EXERCISES =>
1: According to the GPU platform passage, what tool will manage the lifecycle of the GPU instances?
2: Name every component of the runtime plane described in the GPU platform passage.

[EXCERPTED PASSAGE start]

There are many frameworks for our scenario, such as Kubeflow, JupyterHub, and so on. But, in this article, I would like to focus on how to develop a GPU SaaS platform, so I will not discuss them.

Design Spec

Architecture

Functional Architecture

Functional Architecture

Technical Architecture

Technical Architecture

In this series, I will only focus on the runtime plane. I will not discuss the control plane, such as the management of users.

Runtime Plane

I will use Kubernetes Operator to manage the lifecycle of the GPU instances. For MVP, I will only discuss one cluster. However, in the future, when we need to scale out, I will discuss how to manage multiple clusters. So, let’s discuss the runtime plane.

Runtime Plane
  • Ingress: control the access to the GPU instances, each user will have a unique URL to access their GPU instances.
  • Reverse Proxy: manage the access to the GPU instances, such as load balancing, authentication, and so on.
  • GPU Controller: manage the lifecycle of the GPU instances, such as create, delete, and so on.
  • Storage Service: manage the storage service, such as upload, download, and so on.

[EXCERPTED PASSAGE end]
[RECORDS PROVIDED start]

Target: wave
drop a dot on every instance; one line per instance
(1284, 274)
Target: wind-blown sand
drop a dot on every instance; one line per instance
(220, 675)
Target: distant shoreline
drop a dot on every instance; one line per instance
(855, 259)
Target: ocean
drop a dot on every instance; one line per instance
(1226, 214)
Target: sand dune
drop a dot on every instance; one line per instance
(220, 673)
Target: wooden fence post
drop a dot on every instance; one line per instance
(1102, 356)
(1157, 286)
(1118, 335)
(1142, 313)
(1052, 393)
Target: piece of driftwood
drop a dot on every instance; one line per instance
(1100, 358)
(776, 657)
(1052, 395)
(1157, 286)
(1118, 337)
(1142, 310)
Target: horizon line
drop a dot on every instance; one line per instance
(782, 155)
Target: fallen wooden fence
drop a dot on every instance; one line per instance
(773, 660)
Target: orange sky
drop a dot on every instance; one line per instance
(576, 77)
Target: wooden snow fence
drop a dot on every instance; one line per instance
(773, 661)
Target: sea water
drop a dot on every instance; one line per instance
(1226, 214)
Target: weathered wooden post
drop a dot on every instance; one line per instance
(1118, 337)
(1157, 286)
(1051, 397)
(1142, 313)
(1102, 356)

[RECORDS PROVIDED end]

RESPONSES TO THE TASKS =>
1: Kubernetes Operator

2: Ingress, Reverse Proxy, GPU Controller, Storage Service